** LA SOLICITUD **
Por favor, transcribe un pasaje del texto sobre el baile de tía Anita: empieza en las palabras "El baile de" y detente después de "viene don Delfín!".

** TEXTO EXTRAÍDO **
##########

El baile de tía Anita
FOTO: El autor, en el centro, en el ambigú con unos amigos cañameranos. Al lado Luis Guarrino, detrás Antonio Cachila
-¡ Que viene!.¡Que viene don Delfín!
Alguien dio el aviso desde la puerta. Tío Quico “el cojo” lo lanzó hacia dentro del local y, como si de una sola persona se tratase, las muchas parejas que danzaban en la pista estiraron los brazos marcando claramente que entre hombre y mujer “corría el aire” como las normas de la época, tanto civil como eclesiástica, mandaban.
Su fama le precedía. Era un hombre orgulloso, autoritario y pagado de sí mismo. Se creía, y así actuaba, como si fuese el amo del pueblo. Y a fe que lo era. En aquellos años, el cura y el cabo de la Guardia Civil hacían y deshacían a su antojo en cualquier pueblo de España. Tan solo recuerdo de una ocasión en que don Bernardo, el entonces Alcalde y Jefe Local del Movimiento, paró los pies a un cabo “chuleta y arrogante” que paseaba de aquí para allá desafiante golpeándose la pernera del pantalón con una rama de olivo y que quiso imponerse al mismo cuando aquel, con un grupo de amigos, festejaban el lunes de las Fiestas. Le puso en su sitio y le tuvo de guardia a la puerta del bar de tío Diego hasta que ellos salieron.
El párroco dejaba pequeño al citado cabo. En artículo aparte hemos explicado como controlaba los paseos de los jóvenes y delimitaba los espacios y las distancias en que todos y cada uno habían de moverse a lo largo de la carretera de Cañamero en las tardes de los domingos.
Ahora caminaba decidido hacia el salón de baile. Comprobaría si el personal cumplía adecuadamente las normas. Si así no lo consideraba era capaz de cerrar el local. Ya lo había hecho en alguna ocasión según me contaron.
Estaba situado el salón del baile, en la Calle Balcones, o Calle Nueva, en un local que luego habría de ser casa de Juan Hidalgo y en la actualidad lo es de Tejero. En la parte trasera tenía un amplísima terraza y seguidamente terrenos que bajaban paralelos a la Calle Gradillas, que aún existen como entonces y así se puede apreciar según subes por la citada calle. Según entrabas, a la izquierda, tenía un pequeño local pomposamente denominado ambigú, al que se accedía subiendo un escalón,y que siempre estaba a rebosar. Tenía una puerta con portón que daba al salón. Cerrada por abajo, la parte superior estaba siempre abierta y permitía a los fisgones un directo control de lo que dentro sucedía.

##########

** MATERIAL PROPORCIONADO **
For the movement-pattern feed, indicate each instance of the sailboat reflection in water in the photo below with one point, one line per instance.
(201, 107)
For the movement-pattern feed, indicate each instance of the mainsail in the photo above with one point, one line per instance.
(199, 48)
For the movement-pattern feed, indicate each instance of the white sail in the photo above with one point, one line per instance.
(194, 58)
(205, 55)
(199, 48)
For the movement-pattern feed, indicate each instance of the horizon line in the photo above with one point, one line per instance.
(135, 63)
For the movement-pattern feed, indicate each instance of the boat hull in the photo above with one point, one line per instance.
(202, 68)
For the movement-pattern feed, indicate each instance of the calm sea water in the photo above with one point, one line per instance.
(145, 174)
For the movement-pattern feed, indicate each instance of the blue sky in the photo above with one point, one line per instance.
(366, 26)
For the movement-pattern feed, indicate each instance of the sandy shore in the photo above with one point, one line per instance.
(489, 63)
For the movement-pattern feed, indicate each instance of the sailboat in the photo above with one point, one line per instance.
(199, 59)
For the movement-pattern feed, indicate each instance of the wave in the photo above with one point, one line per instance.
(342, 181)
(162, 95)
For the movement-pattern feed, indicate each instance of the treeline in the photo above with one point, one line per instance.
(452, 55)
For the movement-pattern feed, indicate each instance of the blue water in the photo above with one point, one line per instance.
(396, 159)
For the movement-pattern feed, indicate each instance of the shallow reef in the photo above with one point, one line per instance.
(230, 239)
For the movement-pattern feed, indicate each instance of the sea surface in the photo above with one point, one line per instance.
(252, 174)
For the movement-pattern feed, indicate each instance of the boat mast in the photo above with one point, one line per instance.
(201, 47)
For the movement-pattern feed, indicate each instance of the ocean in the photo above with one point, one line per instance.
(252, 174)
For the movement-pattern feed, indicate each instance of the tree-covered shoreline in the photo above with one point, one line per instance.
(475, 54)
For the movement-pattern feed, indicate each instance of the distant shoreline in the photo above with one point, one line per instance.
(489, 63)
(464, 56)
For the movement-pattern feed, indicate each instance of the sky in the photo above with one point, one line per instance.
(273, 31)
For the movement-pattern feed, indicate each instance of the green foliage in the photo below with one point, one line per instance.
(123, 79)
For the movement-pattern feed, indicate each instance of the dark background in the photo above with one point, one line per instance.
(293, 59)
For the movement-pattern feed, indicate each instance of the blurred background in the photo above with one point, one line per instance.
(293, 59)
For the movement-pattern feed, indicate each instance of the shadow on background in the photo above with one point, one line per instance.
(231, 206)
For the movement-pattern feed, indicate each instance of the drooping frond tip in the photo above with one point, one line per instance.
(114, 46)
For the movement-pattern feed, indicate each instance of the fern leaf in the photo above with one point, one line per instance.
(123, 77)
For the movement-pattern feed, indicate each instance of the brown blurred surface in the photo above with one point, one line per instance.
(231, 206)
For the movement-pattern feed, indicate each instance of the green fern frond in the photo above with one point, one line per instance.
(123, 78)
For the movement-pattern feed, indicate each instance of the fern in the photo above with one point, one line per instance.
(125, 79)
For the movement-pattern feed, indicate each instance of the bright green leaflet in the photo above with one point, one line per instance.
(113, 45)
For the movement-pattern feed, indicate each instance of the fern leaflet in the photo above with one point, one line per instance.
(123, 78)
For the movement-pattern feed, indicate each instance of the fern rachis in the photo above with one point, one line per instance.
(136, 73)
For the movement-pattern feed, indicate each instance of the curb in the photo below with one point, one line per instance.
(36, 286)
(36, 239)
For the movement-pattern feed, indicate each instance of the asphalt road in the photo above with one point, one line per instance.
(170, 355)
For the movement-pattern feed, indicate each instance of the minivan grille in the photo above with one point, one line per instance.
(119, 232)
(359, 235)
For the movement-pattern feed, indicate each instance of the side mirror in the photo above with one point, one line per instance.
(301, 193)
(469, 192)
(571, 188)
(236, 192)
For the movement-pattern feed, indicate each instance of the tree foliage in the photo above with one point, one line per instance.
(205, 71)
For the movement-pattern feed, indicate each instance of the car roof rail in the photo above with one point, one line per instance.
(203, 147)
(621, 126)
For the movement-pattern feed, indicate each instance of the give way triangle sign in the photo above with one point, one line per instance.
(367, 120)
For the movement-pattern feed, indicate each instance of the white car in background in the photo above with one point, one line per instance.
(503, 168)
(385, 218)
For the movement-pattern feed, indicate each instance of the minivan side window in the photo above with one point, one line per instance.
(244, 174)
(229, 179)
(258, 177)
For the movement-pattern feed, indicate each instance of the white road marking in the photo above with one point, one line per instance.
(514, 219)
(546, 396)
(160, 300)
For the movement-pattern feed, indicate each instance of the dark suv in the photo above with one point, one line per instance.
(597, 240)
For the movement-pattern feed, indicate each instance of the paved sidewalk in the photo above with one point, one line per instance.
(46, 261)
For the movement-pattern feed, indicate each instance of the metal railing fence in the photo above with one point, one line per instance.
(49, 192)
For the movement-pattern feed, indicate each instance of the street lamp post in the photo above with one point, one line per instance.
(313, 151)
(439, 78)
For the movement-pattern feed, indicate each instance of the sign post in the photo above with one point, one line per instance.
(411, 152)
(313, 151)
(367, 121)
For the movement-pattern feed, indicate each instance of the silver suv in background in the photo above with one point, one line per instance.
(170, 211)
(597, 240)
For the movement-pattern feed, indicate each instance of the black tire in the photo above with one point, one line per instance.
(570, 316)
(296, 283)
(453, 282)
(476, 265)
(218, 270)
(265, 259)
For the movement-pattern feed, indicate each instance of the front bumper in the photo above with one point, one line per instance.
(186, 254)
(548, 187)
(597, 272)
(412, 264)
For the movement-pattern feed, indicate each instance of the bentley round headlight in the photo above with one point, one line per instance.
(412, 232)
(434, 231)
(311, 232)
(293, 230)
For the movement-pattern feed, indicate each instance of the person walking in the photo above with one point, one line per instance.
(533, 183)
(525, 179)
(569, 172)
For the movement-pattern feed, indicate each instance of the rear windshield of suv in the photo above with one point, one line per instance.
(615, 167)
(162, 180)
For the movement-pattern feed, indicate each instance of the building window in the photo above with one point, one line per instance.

##########

** RESULTADO DE LA TAREA **
El baile de tía Anita
FOTO: El autor, en el centro, en el ambigú con unos amigos cañameranos. Al lado Luis Guarrino, detrás Antonio Cachila
-¡ Que viene!.¡Que viene don Delfín!